> _AVAILABLE RECORDS_:

== Segment start ==

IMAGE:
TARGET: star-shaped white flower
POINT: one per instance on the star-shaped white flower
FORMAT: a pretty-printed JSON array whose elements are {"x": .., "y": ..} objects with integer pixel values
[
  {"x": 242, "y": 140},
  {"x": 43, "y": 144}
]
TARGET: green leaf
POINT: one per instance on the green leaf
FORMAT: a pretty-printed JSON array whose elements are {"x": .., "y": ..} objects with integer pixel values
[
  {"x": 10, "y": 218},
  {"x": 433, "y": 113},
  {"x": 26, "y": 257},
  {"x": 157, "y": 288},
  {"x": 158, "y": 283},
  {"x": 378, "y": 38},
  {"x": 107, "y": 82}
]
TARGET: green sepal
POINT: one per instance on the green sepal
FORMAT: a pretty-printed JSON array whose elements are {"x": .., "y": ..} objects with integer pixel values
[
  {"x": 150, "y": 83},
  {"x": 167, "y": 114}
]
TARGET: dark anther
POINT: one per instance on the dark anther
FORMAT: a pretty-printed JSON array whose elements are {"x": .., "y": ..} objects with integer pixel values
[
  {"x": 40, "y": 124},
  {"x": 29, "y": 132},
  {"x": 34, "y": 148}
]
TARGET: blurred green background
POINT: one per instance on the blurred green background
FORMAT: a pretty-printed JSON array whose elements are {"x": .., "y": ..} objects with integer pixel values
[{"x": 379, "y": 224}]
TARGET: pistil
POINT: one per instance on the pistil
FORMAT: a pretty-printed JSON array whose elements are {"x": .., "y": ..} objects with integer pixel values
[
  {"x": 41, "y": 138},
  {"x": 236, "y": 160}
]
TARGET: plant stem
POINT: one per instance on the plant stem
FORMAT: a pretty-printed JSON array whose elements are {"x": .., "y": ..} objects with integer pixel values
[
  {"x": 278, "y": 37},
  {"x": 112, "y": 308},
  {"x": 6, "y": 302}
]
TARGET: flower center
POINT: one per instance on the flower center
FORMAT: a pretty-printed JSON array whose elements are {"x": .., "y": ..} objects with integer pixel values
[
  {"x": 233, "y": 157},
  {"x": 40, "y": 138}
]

== Segment end ==

> _TASK TO CARRY OUT_: Among the entries above, the line containing "POINT: one per instance on the green sepal", the line containing "POINT: one per instance on the blurred", and all lines between them are to be restated word for word; nothing else belongs in the reply.

> _ANSWER TO THE EXERCISE_:
POINT: one per instance on the green sepal
FORMAT: a pretty-printed JSON array whose elements are {"x": .., "y": ..} objects with integer pixel values
[
  {"x": 150, "y": 83},
  {"x": 167, "y": 114}
]
TARGET: dark anther
POINT: one per instance on the dark anther
FORMAT: a pretty-printed JSON array whose elements are {"x": .., "y": ..} objects with integer pixel values
[
  {"x": 40, "y": 124},
  {"x": 29, "y": 132},
  {"x": 34, "y": 148}
]
TARGET: blurred green background
POINT: one per instance on the blurred green background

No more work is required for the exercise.